— start —
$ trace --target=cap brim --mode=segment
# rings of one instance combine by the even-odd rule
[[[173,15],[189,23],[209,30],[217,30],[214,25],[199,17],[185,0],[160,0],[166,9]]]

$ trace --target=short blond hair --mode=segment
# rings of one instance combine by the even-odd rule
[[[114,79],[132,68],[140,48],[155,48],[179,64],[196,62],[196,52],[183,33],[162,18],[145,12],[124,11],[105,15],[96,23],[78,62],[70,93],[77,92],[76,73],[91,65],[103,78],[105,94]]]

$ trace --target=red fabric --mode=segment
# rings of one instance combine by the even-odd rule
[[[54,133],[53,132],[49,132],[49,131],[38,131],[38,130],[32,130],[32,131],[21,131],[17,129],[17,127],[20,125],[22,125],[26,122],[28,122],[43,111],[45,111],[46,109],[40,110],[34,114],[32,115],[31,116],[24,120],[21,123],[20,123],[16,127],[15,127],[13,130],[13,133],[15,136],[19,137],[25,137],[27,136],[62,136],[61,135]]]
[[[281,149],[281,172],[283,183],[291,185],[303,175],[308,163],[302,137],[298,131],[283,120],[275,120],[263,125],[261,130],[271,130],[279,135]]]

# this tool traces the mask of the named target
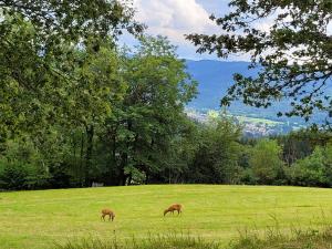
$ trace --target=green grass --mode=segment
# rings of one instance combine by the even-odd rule
[[[173,203],[181,216],[163,217]],[[110,207],[115,221],[101,221]],[[134,186],[0,194],[0,248],[52,248],[83,237],[136,239],[190,232],[229,242],[245,230],[331,224],[332,190],[264,186]]]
— end —
§ **PROBLEM DETAILS**
Reproduce every item above line for line, without changing anything, but omit the pictures.

§ **SOLUTION TO THIS EXERCISE**
$ trace --target=cap brim --mode=segment
# rings of one instance combine by the even-odd rule
[[[173,15],[189,23],[209,30],[217,30],[214,25],[199,17],[185,0],[160,0],[166,9]]]

$ trace --target=short blond hair --mode=segment
# rings of one instance combine by the even-odd rule
[[[114,79],[132,68],[140,48],[155,48],[179,64],[196,62],[196,52],[183,33],[162,18],[145,12],[124,11],[105,15],[96,23],[78,62],[70,93],[77,92],[76,73],[91,65],[103,78],[105,94]]]

$ trace --target=red fabric --mode=segment
# rings of one instance combine by the even-odd rule
[[[54,133],[53,132],[49,132],[49,131],[38,131],[38,130],[32,130],[32,131],[21,131],[17,129],[17,127],[20,125],[22,125],[26,122],[28,122],[43,111],[45,111],[46,109],[40,110],[34,114],[32,115],[31,116],[24,120],[21,123],[20,123],[16,127],[15,127],[13,130],[13,133],[15,136],[19,137],[25,137],[27,136],[62,136],[61,135]]]
[[[281,149],[281,172],[283,183],[291,185],[303,175],[308,163],[302,137],[298,131],[283,120],[275,120],[263,125],[261,130],[271,130],[279,135]]]

# this tool traces the mask of the named target
$ trace --target=green grass --mode=segment
# rings of one instance combine by the even-odd rule
[[[173,203],[181,216],[163,217]],[[110,207],[115,221],[101,221]],[[134,186],[0,194],[0,248],[52,248],[83,237],[136,239],[190,232],[229,242],[245,230],[331,224],[332,190],[264,186]]]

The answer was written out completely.